• TEXT SEGMENT:
- Promotional poster
- Also known as: Tale of A-rang
- Hangul: 아랑사또전
- Hanja: 阿娘使道傳
- RR: Arang sattojeon
- MR: Arang sattojŏn
- Genre: Fantasy; Horror; Period drama; Romance;
- Created by: Kim Jin-man
- Written by: Jung Yoon-jung
- Directed by: Kim Sang-ho; Jung Dae-yoon;
- Creative directors: Jung Jae-yeon; Kim Mi-na;
- Starring: Lee Joon-gi; Shin Min-a; Yeon Woo-jin;
- Composer: Kim Hyeon-jong
- Country of origin: South Korea
- Original language: Korean
- No. of episodes: 20

Production
- Executive producer: Kim Jin-man
- Cinematography: Kim Jong-jin
- Running time: 60 minutes
- Production companies: MBC TV Number Three Pictures (as production proxy)

Original release
- Network: MBC
- Release: August 15 – October 18, 2012

= Arang and the Magistrate =

South Korean historical television drama

Arang and the Magistrate (also known as Tale of A-rang) is a 2012 South Korean historical television drama (sageuk), starring Lee Joon-gi, Shin Min-a, and Yeon Woo-jin. The period horror-romance is based on the folklore of Arang, who died unjustly and returns as a ghost in order to reveal the circumstances surrounding her death. It aired on MBC from August 15 to October 18, 2012 for 20 episodes.

==Synopsis==
A nobleman named Kim Eun-oh (Lee Joon-gi) comes to town searching for his mother after hearing a rumor that she is staying at the village of Miryang. He has the special ability to hear, see and touch spirits, but pretends he doesn't because he gets annoyed when they pester him to help them.

• INFORMATION GIVEN:

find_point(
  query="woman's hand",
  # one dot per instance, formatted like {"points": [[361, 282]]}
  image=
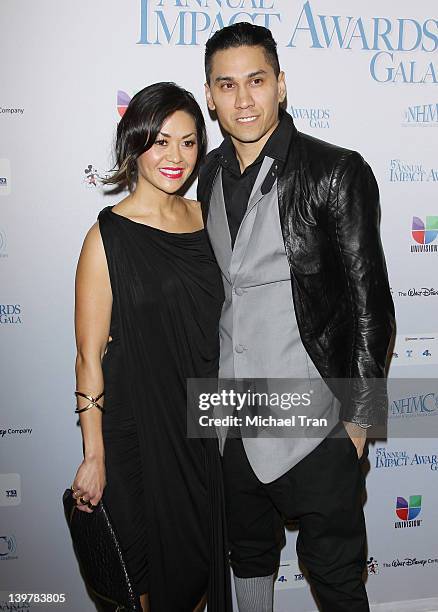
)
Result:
{"points": [[89, 483]]}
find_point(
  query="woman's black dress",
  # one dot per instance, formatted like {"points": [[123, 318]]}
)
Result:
{"points": [[163, 491]]}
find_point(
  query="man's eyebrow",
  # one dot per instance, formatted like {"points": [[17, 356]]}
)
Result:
{"points": [[251, 75], [169, 136]]}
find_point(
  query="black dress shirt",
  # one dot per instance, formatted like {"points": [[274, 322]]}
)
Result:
{"points": [[237, 185]]}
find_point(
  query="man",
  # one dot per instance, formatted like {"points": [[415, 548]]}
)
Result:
{"points": [[293, 222]]}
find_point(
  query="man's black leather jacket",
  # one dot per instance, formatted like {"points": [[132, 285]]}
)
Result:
{"points": [[329, 213]]}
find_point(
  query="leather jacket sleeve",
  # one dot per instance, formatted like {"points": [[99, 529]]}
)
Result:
{"points": [[356, 216]]}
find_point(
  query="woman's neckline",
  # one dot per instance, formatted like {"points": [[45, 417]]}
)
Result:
{"points": [[152, 227]]}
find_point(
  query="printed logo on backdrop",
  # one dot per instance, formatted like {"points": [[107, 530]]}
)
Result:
{"points": [[407, 511], [372, 566], [421, 405], [123, 99], [92, 177], [8, 111], [424, 233], [3, 253], [7, 606], [12, 431], [421, 115], [290, 576], [416, 292], [193, 22], [403, 172], [410, 562], [10, 314], [10, 489], [415, 350], [387, 459], [5, 177], [312, 117], [8, 547], [386, 40]]}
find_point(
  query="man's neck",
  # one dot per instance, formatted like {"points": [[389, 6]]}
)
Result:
{"points": [[247, 152]]}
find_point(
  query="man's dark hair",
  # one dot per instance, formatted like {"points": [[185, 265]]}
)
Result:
{"points": [[242, 34], [141, 123]]}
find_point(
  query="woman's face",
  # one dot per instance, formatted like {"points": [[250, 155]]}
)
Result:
{"points": [[171, 159]]}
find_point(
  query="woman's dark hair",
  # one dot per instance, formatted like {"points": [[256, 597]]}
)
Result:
{"points": [[140, 125], [242, 34]]}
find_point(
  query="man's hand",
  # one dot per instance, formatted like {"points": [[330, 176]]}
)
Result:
{"points": [[358, 436]]}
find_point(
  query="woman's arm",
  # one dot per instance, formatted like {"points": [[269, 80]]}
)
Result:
{"points": [[93, 305]]}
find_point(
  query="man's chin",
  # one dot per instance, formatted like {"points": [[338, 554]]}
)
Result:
{"points": [[247, 138]]}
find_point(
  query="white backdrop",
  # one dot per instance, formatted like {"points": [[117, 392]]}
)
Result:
{"points": [[363, 75]]}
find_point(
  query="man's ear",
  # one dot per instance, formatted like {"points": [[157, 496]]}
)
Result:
{"points": [[281, 87], [208, 97]]}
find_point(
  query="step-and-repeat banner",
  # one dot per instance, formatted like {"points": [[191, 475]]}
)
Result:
{"points": [[363, 75]]}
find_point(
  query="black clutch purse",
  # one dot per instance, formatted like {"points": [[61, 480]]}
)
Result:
{"points": [[99, 555]]}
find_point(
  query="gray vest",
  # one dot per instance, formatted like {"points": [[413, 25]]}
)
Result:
{"points": [[259, 336]]}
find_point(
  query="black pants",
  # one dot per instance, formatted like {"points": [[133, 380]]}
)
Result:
{"points": [[324, 491]]}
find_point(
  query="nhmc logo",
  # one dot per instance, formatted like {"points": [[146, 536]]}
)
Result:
{"points": [[414, 405], [425, 115]]}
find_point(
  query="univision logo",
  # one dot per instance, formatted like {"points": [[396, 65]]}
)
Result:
{"points": [[424, 233], [408, 511]]}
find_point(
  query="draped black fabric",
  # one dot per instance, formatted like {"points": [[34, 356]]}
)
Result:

• CHALLENGES:
a. Duplicate the passage of the Arang and the Magistrate article starting at "Original release" and ending at "for 20 episodes.".
b. Pull out every line of the entries that contains the word "leather".

• ANSWERS FOR THE TASKS:
a.
Original release
- Network: MBC
- Release: August 15 – October 18, 2012

= Arang and the Magistrate =

South Korean historical television drama

Arang and the Magistrate (also known as Tale of A-rang) is a 2012 South Korean historical television drama (sageuk), starring Lee Joon-gi, Shin Min-a, and Yeon Woo-jin. The period horror-romance is based on the folklore of Arang, who died unjustly and returns as a ghost in order to reveal the circumstances surrounding her death. It aired on MBC from August 15 to October 18, 2012 for 20 episodes.

b.
  query="man's black leather jacket",
  query="leather jacket sleeve",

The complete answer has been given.